U.S. races to break China's hold on rare earth magnets
While U.S. trade negotiators work to ease an immediate shortage of rare earth magnets from China, the Trump administration is scrambling to line up viable alternatives that would reduce America's reliance on its chief economic rival.
Why it matters: Small-but-powerful rare earth magnets are essential to high-tech products, from cars and robots to electronics and weapons. But China controls 90% of the world's supply of the critical components.
The contentious trade relationship between the U.S. and China has amplified the economic and security risks of that reliance.
Global automakers are "in full panic" that China's limits on rare earth exports will trigger supply chain shocks like the pandemic-related semiconductor shortages that occurred in 2021 and 2022.
The big picture: It's not a new problem.
U.S. officials have been talking about the need to mitigate American dependence on China for years.
China also dominates processing of metals like lithium, cobalt, nickel and graphite used in batteries.
The latest: U.S. and Chinese officials met Monday and Tuesday in London to try to iron out their trade issues, amid reports that China was willing to expedite export licenses for U.S. and European automakers if the U.S. loosened export controls on jet engine parts and software.
Late Tuesday both sides said they'd reached a framework of a deal, pending approval from both countries' leaders, that would in theory resolve the most recent export issues.
Yes, but: There's still an urgency to find alternative sources.

---

Exercise instructions.
A: Condense the paragraph of the rare earth magnets article that begins "Why it matters" into a single sentence that keeps its main facts.
B: Summarize the rare earth magnets article in two sentences.
C: Write the next paragraph of the article on rare earth magnets, picking up after its final sentence.
The rows are not needed for this work.

---

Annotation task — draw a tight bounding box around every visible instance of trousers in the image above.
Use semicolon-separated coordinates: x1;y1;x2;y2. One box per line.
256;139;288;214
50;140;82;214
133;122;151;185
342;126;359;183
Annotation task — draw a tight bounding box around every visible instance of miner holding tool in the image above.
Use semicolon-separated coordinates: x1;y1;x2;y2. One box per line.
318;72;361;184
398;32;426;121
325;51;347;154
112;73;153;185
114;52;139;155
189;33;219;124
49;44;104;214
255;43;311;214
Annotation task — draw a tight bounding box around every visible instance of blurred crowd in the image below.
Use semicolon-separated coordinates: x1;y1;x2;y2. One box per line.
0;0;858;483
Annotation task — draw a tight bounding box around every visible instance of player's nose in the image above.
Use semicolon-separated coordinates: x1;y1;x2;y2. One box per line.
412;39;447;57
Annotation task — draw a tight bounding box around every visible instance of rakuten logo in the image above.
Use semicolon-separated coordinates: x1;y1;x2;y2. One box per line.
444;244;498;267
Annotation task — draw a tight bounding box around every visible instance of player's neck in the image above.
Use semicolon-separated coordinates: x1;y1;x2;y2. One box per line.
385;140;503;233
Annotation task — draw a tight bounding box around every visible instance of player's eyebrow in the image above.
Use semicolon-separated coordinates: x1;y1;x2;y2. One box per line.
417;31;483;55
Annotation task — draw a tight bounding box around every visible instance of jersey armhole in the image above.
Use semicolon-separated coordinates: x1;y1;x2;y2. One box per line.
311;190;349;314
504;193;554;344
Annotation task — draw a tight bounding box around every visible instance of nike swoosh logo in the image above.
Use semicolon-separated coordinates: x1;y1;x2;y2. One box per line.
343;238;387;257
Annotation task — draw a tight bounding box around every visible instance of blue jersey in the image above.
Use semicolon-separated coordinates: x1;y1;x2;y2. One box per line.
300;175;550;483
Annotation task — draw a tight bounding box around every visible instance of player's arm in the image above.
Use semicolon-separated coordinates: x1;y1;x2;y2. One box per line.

---

Task responses.
A: Rare earth magnets, though small, are essential to high-tech products such as cars, robots, electronics and weapons, yet China controls 90% of the world's supply.

B: China controls 90% of the world's supply of rare earth magnets, which are essential to high-tech products, and global automakers fear its export limits will cause supply chain shocks like the semiconductor shortages of 2021 and 2022. After talks in London, U.S. and Chinese officials reached a framework of a deal pending approval from both countries' leaders, but there is still an urgency to find alternative sources.

C:
President Trump in April called for an investigation into national security risks posed by U.S. reliance on imported processed critical minerals, including rare earth elements.
He has also used a series of executive orders to try to bolster domestic supply chains, like fast-tracking environmental reviews for U.S. mining projects.
In Congress, meanwhile, rare earth competition with China has galvanized both parties.
A spate of bills would create a tax credit for production of high-performance rare earth magnets, use Defense Production Act authority to direct emergency funding, and establish an Energy Department program to finance minerals projects.
Two Republicans and two Democrats are pressing legislation that allows the president to strike free trade agreements exclusively focused on critical minerals and rare earth elements.
"There is fairly broad bipartisan support around becoming more resilient, especially in areas that invoke national security — and this is clearly one of them," Sen. Todd Young, an Indiana Republican leading that bill, told Axios last month.
Zoom in: One deal that's getting a lot of attention is a potential partnership between California-based MP Materials and Saudi Arabia's flagship mining company, Maaden.
The deal was inked in May on the sidelines of the U.S.-Saudi Investment Forum, coinciding with a broader agreement between the U.S. and Saudi Arabia to cooperate on energy and critical minerals.
MP Materials operates California's Mountain Pass, the only rare-earths mine in the U.S., which produces 12% of the global supply.
At maximum production, Mountain Pass could yield enough rare earths to supply more than 6 million electric vehicles, the company says. But the bottleneck is magnets, which MP Materials is just beginning to produce.
Maaden, a fast-growing, government-controlled mining company, is developing mines for a variety of critical minerals, but doesn't produce rare earths today.
What to watch: Together, the companies seek to jointly develop a vertically integrated rare earths supply chain in Saudi Arabia—mining, separation, refining and magnet production—for global consumption.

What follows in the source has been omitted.